▼

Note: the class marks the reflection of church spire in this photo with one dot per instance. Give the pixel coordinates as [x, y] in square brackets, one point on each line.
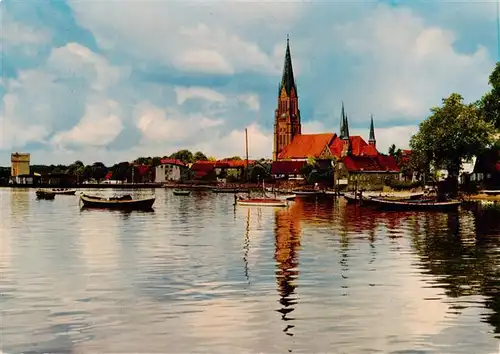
[246, 245]
[287, 244]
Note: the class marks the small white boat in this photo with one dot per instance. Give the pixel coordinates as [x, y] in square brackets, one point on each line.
[269, 202]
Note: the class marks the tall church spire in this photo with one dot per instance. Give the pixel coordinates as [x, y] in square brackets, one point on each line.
[344, 124]
[371, 139]
[287, 114]
[288, 81]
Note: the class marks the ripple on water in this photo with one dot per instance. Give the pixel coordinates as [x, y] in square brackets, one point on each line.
[197, 273]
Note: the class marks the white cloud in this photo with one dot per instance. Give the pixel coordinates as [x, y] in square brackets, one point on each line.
[100, 125]
[73, 59]
[198, 42]
[171, 126]
[260, 144]
[186, 93]
[405, 66]
[251, 100]
[15, 33]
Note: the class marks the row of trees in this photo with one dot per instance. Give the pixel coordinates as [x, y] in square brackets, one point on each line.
[120, 171]
[457, 131]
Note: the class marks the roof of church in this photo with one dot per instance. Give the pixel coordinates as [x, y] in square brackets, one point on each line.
[358, 147]
[379, 163]
[306, 145]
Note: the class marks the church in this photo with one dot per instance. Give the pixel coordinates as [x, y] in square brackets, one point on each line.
[355, 161]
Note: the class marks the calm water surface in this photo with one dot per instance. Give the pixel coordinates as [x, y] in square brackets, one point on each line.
[197, 275]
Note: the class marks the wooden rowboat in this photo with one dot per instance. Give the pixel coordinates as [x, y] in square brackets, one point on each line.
[63, 191]
[45, 194]
[124, 202]
[415, 204]
[181, 192]
[270, 202]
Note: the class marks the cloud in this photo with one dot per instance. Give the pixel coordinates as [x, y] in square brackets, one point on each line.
[404, 66]
[100, 125]
[186, 93]
[174, 81]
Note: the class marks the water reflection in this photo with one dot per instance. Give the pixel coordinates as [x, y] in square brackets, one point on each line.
[287, 243]
[198, 273]
[464, 266]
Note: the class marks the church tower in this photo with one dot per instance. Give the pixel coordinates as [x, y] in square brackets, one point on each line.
[344, 133]
[287, 114]
[371, 139]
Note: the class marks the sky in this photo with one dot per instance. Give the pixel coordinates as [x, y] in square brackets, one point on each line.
[115, 80]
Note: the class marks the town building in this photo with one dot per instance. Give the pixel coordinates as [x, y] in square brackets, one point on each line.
[20, 169]
[171, 170]
[353, 159]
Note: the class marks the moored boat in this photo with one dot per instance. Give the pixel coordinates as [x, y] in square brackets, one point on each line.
[63, 191]
[271, 202]
[306, 192]
[416, 204]
[181, 192]
[45, 194]
[123, 202]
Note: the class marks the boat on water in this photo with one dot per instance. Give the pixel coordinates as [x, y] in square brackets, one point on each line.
[367, 197]
[306, 192]
[416, 204]
[123, 202]
[181, 192]
[270, 202]
[492, 192]
[63, 191]
[45, 194]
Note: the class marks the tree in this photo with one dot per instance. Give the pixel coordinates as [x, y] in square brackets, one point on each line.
[184, 155]
[452, 134]
[76, 169]
[490, 102]
[99, 171]
[199, 156]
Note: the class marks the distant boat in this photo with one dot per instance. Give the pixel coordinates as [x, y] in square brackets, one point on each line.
[416, 204]
[306, 192]
[63, 191]
[125, 202]
[181, 192]
[45, 194]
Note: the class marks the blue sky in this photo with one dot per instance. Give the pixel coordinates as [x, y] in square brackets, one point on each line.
[114, 80]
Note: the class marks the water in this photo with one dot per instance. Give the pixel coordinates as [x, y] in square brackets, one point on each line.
[196, 275]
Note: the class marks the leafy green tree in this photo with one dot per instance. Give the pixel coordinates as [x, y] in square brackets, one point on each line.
[490, 102]
[452, 134]
[99, 171]
[199, 156]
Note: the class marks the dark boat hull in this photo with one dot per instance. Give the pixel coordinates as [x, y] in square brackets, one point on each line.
[45, 195]
[142, 204]
[415, 205]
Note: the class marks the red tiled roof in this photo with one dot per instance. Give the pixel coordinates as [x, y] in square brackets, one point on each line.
[287, 167]
[380, 163]
[142, 169]
[306, 145]
[359, 147]
[233, 163]
[172, 162]
[202, 168]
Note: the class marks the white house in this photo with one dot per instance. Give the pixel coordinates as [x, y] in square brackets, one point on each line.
[170, 170]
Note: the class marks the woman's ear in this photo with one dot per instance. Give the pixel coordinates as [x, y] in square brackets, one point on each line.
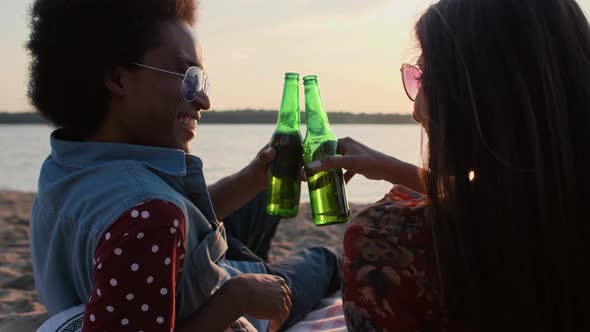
[115, 80]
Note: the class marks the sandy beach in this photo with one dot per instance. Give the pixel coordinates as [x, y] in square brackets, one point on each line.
[19, 307]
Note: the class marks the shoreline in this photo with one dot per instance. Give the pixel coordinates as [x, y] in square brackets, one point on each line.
[20, 309]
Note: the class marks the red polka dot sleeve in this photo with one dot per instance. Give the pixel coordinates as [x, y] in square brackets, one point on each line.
[137, 265]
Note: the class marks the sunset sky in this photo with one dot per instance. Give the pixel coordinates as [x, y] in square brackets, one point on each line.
[354, 46]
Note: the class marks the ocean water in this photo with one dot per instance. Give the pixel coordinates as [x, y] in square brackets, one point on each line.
[225, 149]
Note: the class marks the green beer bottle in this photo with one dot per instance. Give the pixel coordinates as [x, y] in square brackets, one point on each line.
[327, 191]
[284, 173]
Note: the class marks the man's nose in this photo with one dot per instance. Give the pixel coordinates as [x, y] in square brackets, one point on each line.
[202, 101]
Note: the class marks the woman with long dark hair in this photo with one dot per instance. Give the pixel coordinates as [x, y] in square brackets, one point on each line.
[499, 240]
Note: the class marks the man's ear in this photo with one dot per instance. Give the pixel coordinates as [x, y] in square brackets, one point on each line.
[116, 81]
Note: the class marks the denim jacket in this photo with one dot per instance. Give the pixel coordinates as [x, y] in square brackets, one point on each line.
[85, 186]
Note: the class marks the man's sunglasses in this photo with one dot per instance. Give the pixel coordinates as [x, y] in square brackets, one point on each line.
[194, 80]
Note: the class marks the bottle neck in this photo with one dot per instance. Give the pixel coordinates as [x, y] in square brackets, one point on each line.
[289, 114]
[316, 117]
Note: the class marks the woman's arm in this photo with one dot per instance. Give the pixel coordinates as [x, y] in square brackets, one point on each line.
[357, 158]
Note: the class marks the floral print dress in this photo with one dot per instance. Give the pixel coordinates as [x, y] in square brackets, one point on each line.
[389, 274]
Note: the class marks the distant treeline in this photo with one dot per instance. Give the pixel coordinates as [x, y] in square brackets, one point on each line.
[245, 117]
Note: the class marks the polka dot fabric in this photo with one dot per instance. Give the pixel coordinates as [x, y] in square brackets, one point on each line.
[137, 265]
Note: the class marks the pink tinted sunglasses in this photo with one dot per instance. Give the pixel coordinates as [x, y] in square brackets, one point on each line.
[411, 76]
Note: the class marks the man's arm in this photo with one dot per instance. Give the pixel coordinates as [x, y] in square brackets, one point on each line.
[234, 191]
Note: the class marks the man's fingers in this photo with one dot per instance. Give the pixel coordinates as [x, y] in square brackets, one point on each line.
[331, 162]
[348, 175]
[268, 155]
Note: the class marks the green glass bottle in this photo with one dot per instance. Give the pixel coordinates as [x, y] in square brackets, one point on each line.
[327, 190]
[284, 173]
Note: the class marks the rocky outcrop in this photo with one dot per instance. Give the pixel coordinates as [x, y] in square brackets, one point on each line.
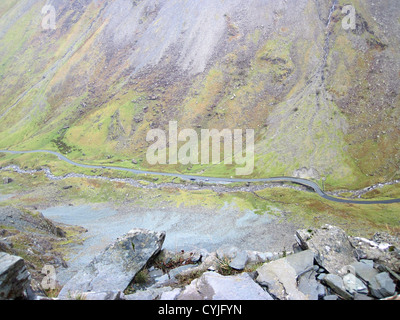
[14, 277]
[281, 277]
[132, 268]
[114, 269]
[332, 247]
[213, 286]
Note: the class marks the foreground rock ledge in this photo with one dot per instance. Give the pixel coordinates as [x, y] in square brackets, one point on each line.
[115, 268]
[14, 277]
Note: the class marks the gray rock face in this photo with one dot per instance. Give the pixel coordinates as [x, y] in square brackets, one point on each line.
[240, 261]
[280, 276]
[14, 277]
[308, 285]
[354, 285]
[213, 286]
[337, 285]
[365, 272]
[104, 296]
[114, 269]
[331, 246]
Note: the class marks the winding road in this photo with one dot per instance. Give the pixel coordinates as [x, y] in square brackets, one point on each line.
[307, 183]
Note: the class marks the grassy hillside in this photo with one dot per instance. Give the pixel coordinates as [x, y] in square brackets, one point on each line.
[318, 97]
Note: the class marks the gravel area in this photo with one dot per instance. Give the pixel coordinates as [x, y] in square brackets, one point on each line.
[186, 228]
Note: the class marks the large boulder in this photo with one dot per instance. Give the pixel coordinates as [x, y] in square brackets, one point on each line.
[213, 286]
[115, 268]
[14, 277]
[332, 248]
[382, 249]
[281, 276]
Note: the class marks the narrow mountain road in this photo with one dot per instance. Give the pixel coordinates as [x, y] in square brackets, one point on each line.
[307, 183]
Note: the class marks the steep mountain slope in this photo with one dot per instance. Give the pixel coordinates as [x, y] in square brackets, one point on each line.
[320, 98]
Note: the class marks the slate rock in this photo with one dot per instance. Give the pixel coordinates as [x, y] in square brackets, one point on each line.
[280, 276]
[337, 285]
[213, 286]
[382, 286]
[354, 285]
[14, 277]
[240, 261]
[117, 265]
[331, 246]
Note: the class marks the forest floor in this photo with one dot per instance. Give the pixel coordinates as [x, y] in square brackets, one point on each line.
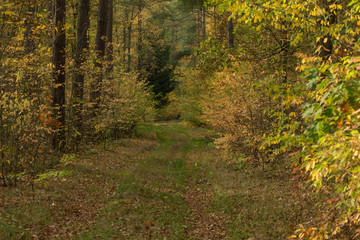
[169, 182]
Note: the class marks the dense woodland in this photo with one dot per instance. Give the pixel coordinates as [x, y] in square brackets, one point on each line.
[277, 80]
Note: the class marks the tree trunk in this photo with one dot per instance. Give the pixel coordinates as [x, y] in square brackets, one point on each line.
[124, 36]
[129, 40]
[59, 57]
[100, 44]
[230, 33]
[109, 38]
[203, 23]
[81, 54]
[325, 43]
[140, 45]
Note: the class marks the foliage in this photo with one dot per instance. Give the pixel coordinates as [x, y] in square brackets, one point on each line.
[328, 141]
[24, 110]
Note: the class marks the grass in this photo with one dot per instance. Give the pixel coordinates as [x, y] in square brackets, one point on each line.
[169, 182]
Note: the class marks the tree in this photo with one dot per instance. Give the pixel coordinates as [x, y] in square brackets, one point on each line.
[109, 37]
[81, 53]
[100, 45]
[59, 58]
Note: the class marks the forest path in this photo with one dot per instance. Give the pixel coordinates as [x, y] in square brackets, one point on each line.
[184, 190]
[168, 183]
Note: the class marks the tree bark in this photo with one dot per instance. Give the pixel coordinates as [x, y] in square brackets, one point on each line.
[59, 58]
[100, 44]
[129, 40]
[325, 43]
[81, 54]
[230, 33]
[109, 38]
[140, 44]
[203, 23]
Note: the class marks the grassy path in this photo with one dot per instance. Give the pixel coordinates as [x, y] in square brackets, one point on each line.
[170, 185]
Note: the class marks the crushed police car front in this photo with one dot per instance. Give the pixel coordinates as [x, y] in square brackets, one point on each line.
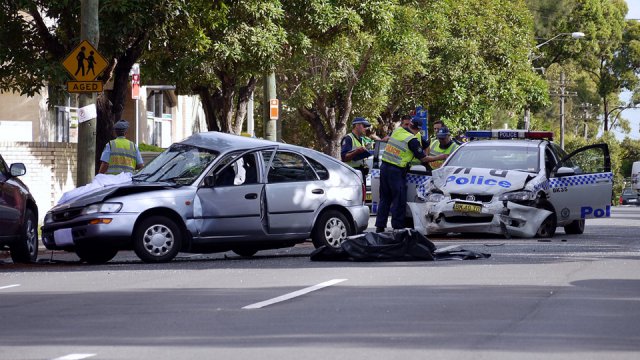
[523, 187]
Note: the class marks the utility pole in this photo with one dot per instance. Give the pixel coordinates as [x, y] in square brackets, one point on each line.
[562, 95]
[270, 132]
[90, 31]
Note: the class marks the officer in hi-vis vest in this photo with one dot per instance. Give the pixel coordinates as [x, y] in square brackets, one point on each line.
[403, 146]
[120, 155]
[353, 151]
[444, 146]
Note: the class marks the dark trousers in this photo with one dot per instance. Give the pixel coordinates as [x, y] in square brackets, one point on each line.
[393, 196]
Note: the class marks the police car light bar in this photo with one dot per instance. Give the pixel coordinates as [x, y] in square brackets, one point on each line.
[509, 134]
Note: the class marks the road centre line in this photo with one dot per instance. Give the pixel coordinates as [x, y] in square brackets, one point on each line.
[294, 294]
[9, 286]
[75, 356]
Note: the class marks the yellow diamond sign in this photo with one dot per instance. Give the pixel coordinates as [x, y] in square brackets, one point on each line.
[84, 63]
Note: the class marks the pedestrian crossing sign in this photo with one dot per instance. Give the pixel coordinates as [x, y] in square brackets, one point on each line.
[84, 63]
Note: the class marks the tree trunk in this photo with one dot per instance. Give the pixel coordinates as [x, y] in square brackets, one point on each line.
[244, 94]
[211, 104]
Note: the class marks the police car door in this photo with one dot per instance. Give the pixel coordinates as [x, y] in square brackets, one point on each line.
[580, 184]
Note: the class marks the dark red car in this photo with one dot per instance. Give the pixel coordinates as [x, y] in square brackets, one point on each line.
[18, 214]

▲

→ WRITTEN INSTRUCTION:
Locate "Note: the class marks the pedestrian" in the data above. Then repeat, exactly, its line and each line after it through the last, adding nothing.

→ SOLUTION FOR THIS PROBLEM:
Note: the class marks the pedestrian crossing sign in this photo with one dot per instance. Give the pixel coordinates as [x, y] in square brackets, one point on each line.
[84, 63]
Note: the class marks the tree trunk in this photo with one dot per instance. Give the pixel coordinates as [x, y] in square brackets, one point on each line.
[244, 94]
[211, 104]
Note: the class marks the police car door in this photo with one dot per instance. Give the pixel coordinates as [x, y] in square brackets, one point on each line.
[580, 184]
Note: the class marks the dark red car in this photo with one dot per instance. Give the pixel coordinates as [x, y] in square brackets, one point on each line.
[18, 214]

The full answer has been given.